> DOCUMENTO DE ORIGEM
──────

Porém, empresas, como IBM e Google, começaram lenta e firmemente a progredir na construção de máquinas que sejam fortes o bastante para que a quântica traga seus benefícios, entre eles: investigação farmacêutica, física subatômica e logística.

Se forem necessários 30 anos para construir um computador suficientemente forte, haveria menos motivos para pânico, uma vez que a maioria dos dados encriptados poderá já não ser relevante.

Mas “se alguém tiver uma ideia muito inteligente e já conseguir decifrar o código em 3 a 5 anos, toda a situação também parecerá diferente”, disse o Dr. Jan Goetz, CEO e cofundador da IQM Quantum Computers, startup que constrói computadores quânticos, à Euronext.

Goetz entende que as pessoas comuns não devem se preocupar com o Dia Q, já que, provavelmente, há poucas pessoas que possuem dados muito sensíveis e que ainda serão relevantes nos próximos anos.

──────

> ENTRADAS
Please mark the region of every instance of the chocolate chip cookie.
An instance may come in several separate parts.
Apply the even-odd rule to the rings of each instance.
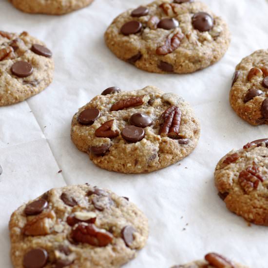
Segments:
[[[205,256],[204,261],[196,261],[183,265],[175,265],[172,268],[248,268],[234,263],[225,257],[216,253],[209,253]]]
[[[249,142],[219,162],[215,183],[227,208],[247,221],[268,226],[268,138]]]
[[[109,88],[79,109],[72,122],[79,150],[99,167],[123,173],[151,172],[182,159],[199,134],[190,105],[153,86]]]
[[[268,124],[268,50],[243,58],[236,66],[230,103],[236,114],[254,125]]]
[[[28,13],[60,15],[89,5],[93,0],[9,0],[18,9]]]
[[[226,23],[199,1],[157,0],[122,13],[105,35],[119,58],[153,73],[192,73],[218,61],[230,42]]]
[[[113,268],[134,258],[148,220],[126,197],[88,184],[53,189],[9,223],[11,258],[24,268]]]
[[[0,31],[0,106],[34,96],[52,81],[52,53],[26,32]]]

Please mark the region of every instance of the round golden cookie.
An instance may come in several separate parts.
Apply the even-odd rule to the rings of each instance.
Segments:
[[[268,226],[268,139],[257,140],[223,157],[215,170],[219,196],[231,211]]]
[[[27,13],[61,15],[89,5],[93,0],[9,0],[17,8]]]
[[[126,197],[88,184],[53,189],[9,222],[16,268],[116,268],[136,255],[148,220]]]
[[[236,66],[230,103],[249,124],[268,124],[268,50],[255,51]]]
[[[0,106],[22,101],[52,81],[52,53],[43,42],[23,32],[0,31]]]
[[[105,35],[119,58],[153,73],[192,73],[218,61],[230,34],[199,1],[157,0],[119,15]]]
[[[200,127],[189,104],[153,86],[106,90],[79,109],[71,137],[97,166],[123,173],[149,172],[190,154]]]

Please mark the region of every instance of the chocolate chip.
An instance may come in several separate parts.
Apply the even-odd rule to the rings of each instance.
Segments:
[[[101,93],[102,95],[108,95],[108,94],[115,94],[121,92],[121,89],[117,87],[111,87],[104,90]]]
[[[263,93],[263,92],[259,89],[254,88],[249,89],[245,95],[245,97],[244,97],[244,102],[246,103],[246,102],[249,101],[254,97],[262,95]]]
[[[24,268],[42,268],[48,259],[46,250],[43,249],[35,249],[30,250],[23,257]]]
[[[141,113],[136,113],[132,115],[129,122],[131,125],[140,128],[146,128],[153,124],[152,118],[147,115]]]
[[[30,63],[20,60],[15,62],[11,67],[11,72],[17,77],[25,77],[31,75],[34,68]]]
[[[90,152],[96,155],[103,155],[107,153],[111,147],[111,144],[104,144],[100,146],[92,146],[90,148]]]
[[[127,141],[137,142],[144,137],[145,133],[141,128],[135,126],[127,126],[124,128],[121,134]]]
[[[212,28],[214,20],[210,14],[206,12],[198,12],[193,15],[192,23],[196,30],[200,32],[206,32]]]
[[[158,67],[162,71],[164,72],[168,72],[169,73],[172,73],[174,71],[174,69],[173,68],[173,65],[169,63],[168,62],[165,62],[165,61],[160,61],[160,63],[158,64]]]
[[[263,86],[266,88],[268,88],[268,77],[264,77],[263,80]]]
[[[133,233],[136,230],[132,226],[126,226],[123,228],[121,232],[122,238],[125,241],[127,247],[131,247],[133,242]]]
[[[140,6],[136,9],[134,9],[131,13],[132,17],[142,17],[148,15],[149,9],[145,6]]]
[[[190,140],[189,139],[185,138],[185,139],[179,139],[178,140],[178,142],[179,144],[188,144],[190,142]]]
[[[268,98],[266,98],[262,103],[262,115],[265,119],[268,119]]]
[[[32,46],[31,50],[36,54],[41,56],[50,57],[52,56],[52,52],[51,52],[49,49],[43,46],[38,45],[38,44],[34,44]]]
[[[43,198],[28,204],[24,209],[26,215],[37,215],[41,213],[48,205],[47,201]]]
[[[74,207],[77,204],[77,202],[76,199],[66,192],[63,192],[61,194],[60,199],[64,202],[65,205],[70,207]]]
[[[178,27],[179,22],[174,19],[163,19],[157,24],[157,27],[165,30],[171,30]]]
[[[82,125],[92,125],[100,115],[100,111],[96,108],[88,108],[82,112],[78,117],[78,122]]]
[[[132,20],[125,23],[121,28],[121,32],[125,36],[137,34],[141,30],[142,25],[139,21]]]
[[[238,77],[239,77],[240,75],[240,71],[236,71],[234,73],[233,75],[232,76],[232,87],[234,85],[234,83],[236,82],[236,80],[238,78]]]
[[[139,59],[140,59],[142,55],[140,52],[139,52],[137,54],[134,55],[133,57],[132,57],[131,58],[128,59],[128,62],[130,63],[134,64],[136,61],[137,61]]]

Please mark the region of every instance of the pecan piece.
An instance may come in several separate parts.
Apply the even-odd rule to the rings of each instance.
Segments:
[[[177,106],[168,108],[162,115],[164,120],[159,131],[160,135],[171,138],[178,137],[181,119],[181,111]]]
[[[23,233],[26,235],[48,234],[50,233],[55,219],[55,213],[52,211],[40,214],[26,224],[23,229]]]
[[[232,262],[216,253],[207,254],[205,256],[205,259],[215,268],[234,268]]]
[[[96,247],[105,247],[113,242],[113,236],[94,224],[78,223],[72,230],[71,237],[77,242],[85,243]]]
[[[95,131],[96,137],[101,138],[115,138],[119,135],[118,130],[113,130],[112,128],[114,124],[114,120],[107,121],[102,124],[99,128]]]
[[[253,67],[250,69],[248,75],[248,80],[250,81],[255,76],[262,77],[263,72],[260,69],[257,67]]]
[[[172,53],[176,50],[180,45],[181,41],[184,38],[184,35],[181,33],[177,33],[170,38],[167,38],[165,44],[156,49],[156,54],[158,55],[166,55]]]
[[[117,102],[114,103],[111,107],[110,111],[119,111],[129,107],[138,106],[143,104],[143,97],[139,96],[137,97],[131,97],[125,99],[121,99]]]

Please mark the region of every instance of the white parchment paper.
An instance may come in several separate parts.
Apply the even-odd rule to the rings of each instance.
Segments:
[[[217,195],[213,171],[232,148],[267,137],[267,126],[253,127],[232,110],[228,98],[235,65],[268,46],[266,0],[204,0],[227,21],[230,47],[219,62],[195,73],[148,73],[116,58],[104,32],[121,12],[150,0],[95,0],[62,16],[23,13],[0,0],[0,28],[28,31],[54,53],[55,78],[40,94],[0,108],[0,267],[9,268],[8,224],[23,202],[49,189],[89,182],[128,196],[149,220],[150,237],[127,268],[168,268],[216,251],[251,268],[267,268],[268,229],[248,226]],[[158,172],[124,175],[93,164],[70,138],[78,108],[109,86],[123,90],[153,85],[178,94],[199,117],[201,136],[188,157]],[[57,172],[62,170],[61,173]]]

──────

> TAREFAS A REALIZAR
A - Transcreva, do texto sobre computação quântica, o trecho que começa nas palavras "Se forem necessários" e termina depois de "não ser relevante.".
B - Expresse como tabela Markdown, com as colunas Número e Linha, as linhas das entradas que vão da que contém "Please mark the region of every instance of the white" até o fim das entradas, incluindo as duas pontas e deixando de fora as linhas em branco.
O texto e as entradas não têm nenhuma relação entre si.

> RESPOSTAS DO EXERCÍCIO
A -
Se forem necessários 30 anos para construir um computador suficientemente forte, haveria menos motivos para pânico, uma vez que a maioria dos dados encriptados poderá já não ser relevante.

B -
| Número | Linha |
|---|---|
| 1 | Please mark the region of every instance of the white parchment paper. |
| 2 | An instance may come in several separate parts. |
| 3 | Apply the even-odd rule to the rings of each instance. |
| 4 | Segments: |
| 5 | [[[217,195],[213,171],[232,148],[267,137],[267,126],[253,127],[232,110],[228,98],[235,65],[268,46],[266,0],[204,0],[227,21],[230,47],[219,62],[195,73],[148,73],[116,58],[104,32],[121,12],[150,0],[95,0],[62,16],[23,13],[0,0],[0,28],[28,31],[54,53],[55,78],[40,94],[0,108],[0,267],[9,268],[8,224],[23,202],[49,189],[89,182],[128,196],[149,220],[150,237],[127,268],[168,268],[216,251],[251,268],[267,268],[268,229],[248,226]],[[158,172],[124,175],[93,164],[70,138],[78,108],[109,86],[123,90],[153,85],[178,94],[199,117],[201,136],[188,157]],[[57,172],[62,170],[61,173]]] |